#### Given exercise
Every line of the data must be copied exactly.

________

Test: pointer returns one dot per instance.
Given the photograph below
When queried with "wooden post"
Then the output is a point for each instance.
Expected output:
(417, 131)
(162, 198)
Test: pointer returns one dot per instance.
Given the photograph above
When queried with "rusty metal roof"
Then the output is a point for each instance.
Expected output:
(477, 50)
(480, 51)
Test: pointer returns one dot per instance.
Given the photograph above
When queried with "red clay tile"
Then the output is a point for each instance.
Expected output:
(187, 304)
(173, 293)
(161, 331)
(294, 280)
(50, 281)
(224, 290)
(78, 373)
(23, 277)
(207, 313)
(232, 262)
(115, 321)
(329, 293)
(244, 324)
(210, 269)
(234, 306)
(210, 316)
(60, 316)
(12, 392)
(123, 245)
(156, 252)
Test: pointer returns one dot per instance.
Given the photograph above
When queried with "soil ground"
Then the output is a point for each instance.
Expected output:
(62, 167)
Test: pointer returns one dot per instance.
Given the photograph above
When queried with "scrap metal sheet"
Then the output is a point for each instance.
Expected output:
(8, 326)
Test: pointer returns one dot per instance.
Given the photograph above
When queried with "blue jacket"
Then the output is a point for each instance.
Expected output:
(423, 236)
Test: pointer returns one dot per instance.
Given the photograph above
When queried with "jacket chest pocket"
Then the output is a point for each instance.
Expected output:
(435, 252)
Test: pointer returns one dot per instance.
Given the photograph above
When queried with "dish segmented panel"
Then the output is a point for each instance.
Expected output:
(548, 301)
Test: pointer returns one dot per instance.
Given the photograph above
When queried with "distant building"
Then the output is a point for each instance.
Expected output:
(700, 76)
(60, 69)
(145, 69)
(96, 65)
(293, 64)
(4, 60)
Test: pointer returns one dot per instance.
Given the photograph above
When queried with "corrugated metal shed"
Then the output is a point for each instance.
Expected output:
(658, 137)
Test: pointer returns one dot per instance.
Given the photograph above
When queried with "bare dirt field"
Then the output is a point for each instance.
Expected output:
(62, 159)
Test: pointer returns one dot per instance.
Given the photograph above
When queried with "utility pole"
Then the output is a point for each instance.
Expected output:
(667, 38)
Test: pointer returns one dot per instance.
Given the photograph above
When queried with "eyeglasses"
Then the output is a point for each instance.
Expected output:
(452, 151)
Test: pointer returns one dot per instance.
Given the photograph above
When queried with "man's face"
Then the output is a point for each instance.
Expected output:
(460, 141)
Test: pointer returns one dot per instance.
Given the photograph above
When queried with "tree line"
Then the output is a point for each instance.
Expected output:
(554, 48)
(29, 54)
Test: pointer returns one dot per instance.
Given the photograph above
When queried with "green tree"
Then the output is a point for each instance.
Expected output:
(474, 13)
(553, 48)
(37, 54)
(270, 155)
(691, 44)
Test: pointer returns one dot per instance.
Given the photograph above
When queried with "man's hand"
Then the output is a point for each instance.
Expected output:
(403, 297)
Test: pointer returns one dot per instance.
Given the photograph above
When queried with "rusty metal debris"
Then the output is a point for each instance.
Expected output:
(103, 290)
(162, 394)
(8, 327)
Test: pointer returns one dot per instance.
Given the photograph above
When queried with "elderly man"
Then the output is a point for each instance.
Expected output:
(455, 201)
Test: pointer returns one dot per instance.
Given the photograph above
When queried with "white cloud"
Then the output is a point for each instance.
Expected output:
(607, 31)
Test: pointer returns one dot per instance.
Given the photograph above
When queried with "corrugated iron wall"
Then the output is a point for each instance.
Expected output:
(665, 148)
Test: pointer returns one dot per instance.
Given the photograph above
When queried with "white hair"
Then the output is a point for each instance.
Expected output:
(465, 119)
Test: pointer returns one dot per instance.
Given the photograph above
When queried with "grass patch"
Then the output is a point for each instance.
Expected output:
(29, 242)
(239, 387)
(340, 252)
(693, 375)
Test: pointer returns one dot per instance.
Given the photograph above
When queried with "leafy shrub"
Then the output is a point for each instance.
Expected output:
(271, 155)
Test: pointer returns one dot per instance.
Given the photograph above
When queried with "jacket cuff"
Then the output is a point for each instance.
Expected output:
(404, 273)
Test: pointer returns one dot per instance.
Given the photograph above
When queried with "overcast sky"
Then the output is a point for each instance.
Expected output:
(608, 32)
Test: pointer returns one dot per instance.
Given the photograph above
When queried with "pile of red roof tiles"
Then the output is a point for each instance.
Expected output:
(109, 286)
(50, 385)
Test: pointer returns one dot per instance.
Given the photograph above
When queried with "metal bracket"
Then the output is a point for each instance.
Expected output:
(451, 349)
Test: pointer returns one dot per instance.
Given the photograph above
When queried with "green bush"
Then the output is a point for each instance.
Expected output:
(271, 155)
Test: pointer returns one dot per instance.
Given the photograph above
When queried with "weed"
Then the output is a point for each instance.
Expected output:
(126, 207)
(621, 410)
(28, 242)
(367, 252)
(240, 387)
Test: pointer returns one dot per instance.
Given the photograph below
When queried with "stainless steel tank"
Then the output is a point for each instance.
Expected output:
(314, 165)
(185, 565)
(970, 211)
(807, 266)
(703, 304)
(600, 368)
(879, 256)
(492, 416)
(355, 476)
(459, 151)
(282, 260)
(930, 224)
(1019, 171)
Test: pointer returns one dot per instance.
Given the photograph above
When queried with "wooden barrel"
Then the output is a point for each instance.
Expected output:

________

#### Written response
Test: pointer returns one dot per instance.
Given the photograph below
When queried with "wooden post"
Then the output is a point for each instance.
Expected output:
(417, 131)
(162, 198)
Test: pointer returns one dot per instance.
Given the photograph above
When queried with "rusty metal roof"
Then the output is a point for each instance.
Expected output:
(477, 50)
(480, 51)
Test: pointer returns one dot per instance.
Given the photograph above
When queried with "red clay tile"
Then the output is a point for each instance.
Expected output:
(187, 304)
(173, 293)
(161, 331)
(294, 280)
(50, 281)
(224, 290)
(78, 373)
(23, 277)
(207, 313)
(232, 262)
(115, 321)
(329, 293)
(244, 324)
(210, 269)
(234, 306)
(210, 316)
(60, 316)
(12, 392)
(123, 245)
(156, 252)
Test: pointer returns one dot per instance.
Given the photograph above
When queried with "soil ground"
Then the output is a point for each instance.
Expected output:
(62, 167)
Test: pointer returns one dot per instance.
Given the photograph above
When queried with "scrap metal sheet"
Then the output is a point for each instance.
Expected output:
(8, 326)
Test: pointer returns one dot per instance.
Given the photograph above
When queried with "blue jacket"
Then the output is a point for each instance.
Expected output:
(423, 236)
Test: pointer returns one dot per instance.
Given the photograph above
When queried with "jacket chest pocket"
Then the output is a point for each instance.
Expected output:
(435, 252)
Test: pointer returns one dot per instance.
Given the photograph above
When queried with "dish segmented panel"
Then the output is a point for each instance.
Expected output:
(548, 301)
Test: pointer returns one dot per instance.
Given the photograph above
When queried with "distant building"
Then the output is a point for each instance.
Expected output:
(700, 76)
(60, 69)
(145, 69)
(96, 65)
(293, 64)
(4, 60)
Test: pointer returns one dot per instance.
Given the photograph above
When queried with "corrugated metal shed"
Then the output is a point for each instance.
Expected output:
(658, 137)
Test: pointer returns one dot per instance.
Given the photograph above
When queried with "bare dirt field"
Then the output is a point for each instance.
Expected output:
(62, 159)
Test: pointer returns one dot per instance.
Given the photograph above
When queried with "utility pole"
Then the output is a point for each instance.
Expected output:
(667, 38)
Test: pointer returns one dot per instance.
Given the photograph above
When queried with "eyeglasses"
Then the output is a point for each instance.
Expected output:
(452, 151)
Test: pointer returns one dot per instance.
Given the photograph above
When queried with "man's face"
Then the output is a point for each instance.
Expected output:
(460, 141)
Test: pointer returns one dot per instance.
Given the photograph above
When queried with "tree line"
Then the output is a point for each instance.
Expected output:
(554, 48)
(29, 54)
Test: pointer returns one dot per instance.
Given the photograph above
When queried with "green tree"
Then the output is a point for each instance.
Expected output:
(474, 13)
(553, 48)
(37, 54)
(270, 155)
(691, 44)
Test: pointer returns one dot per instance.
Given the photograph above
When queried with "man's hand"
Then the output is a point for each instance.
Expected output:
(403, 297)
Test: pointer returns one dot per instance.
Given the photograph above
When queried with "rusty metal debris"
Then the output is a point for each instance.
Expected output:
(103, 290)
(162, 394)
(8, 327)
Test: pointer returns one dot per instance.
Given the photograph above
When queried with "elderly man"
Then the output is a point for each instance.
Expected output:
(455, 201)
Test: pointer returns one dot per instance.
Given the photograph above
When queried with "white cloud"
Then the output is a point for each instance.
Expected output:
(607, 31)
Test: pointer returns one dot per instance.
Given the photograph above
When queried with "corrugated iron wall"
Then the output is a point for each instance.
Expected output:
(665, 148)
Test: pointer returns one dot per instance.
Given the photograph above
When queried with "white hair"
Then the output is a point for each instance.
Expected output:
(465, 119)
Test: pointer returns one dot per instance.
Given the photograph above
When queried with "grass patch"
Then the output is a point for each instance.
Expected output:
(29, 242)
(239, 387)
(340, 252)
(693, 375)
Test: pointer returns one dot per instance.
Given the photograph above
When queried with "leafy shrub"
Then the output is a point for each instance.
Expected output:
(271, 155)
Test: pointer returns one dot per instance.
Given the photograph above
When queried with "jacket cuff"
Then the output is a point for each instance.
Expected output:
(404, 273)
Test: pointer returns one dot per instance.
Given the photograph above
When queried with "overcast sky"
Then the output is a point for each instance.
Expected output:
(608, 32)
Test: pointer returns one dot per instance.
Given the photograph above
When queried with "pile of red roof tiles"
Then the output is a point for each instance.
Expected output:
(109, 286)
(50, 385)
Test: pointer returns one dot per instance.
Given the photograph above
When queried with "metal bracket"
Then the output is a point for each instance.
Expected output:
(451, 349)
Test: pointer returns one dot per instance.
Given the photograph above
When queried with "green bush"
Then the output is a point for each instance.
Expected output:
(271, 155)
Test: pointer returns one dot per instance.
Given the photograph above
When queried with "weed"
Then the output is a point for each instance.
Expected output:
(126, 207)
(621, 410)
(28, 242)
(367, 252)
(240, 387)
Test: pointer returns one dot per instance.
Given the photograph below
When queried with "stainless steel tank"
Then the output is a point for each instance.
Expected output:
(314, 165)
(185, 565)
(970, 211)
(807, 266)
(703, 304)
(600, 368)
(879, 256)
(492, 416)
(355, 476)
(459, 151)
(282, 260)
(930, 224)
(1019, 171)
Test: pointer returns one dot per instance.
Given the photograph above
When queried with "wooden barrel"
Then the output is a point for each instance.
Expected output:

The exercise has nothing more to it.